▸ **Dataset records**:
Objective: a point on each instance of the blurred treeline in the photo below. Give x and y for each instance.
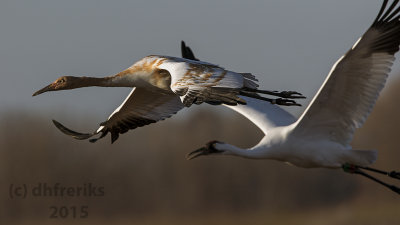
(147, 179)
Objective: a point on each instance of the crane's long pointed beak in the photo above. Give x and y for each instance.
(196, 153)
(49, 87)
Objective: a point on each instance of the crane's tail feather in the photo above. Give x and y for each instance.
(282, 94)
(74, 134)
(362, 157)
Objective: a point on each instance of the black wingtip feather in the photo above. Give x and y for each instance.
(69, 132)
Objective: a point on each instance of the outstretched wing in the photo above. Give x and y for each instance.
(187, 52)
(140, 108)
(351, 89)
(197, 82)
(263, 114)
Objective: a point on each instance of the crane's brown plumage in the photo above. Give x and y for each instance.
(162, 86)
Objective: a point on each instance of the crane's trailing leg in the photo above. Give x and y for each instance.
(278, 101)
(282, 94)
(349, 168)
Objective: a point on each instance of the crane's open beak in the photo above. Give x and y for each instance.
(49, 87)
(197, 153)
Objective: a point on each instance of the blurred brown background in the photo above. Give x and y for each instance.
(147, 179)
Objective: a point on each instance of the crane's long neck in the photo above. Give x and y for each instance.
(110, 81)
(257, 152)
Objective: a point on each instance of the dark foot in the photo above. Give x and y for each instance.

▸ **Prompt**:
The records above must be echoed exactly, minus their pictures.

▸ **The reply**:
Objective: a point on each instance of the blurred treeline in the photo below. Give x and y for each instance.
(147, 179)
Objective: a point on each instance of the crane's long pointed beak in the photo above. Give x and y for each instance.
(196, 153)
(49, 87)
Objective: a point on each instance of the crane's tail feather in the photo above. Give x and y for each instance.
(282, 94)
(74, 134)
(362, 157)
Objective: a point on each instance of the black wingtip feather in the photo above. Give x and y for each instance.
(69, 132)
Objective: a point on each instance of the outstretched wing in the photo above. Give x and y for each instance.
(187, 52)
(140, 108)
(351, 89)
(197, 82)
(263, 114)
Objective: a point on each instance of the crane's brown plumage in the photo above. Give x and y for each instance.
(162, 86)
Objective: a point on each instance of the crane's trailing leg in the photo above. Give x and y for each instance.
(278, 101)
(282, 94)
(349, 168)
Objective: a point on each instance of the crane's open beak in the photo above. Give x and y for each instance.
(49, 87)
(197, 153)
Objective: a point on each instance of the blurred brown background in the photo above. Give x and y for each instance.
(147, 179)
Objective: a point on each instance of the crane's long neck in the photo above. Give x and y for each instance.
(110, 81)
(257, 152)
Objective: a point on each instance of the dark foot in the photo above. Give x and y for each instance.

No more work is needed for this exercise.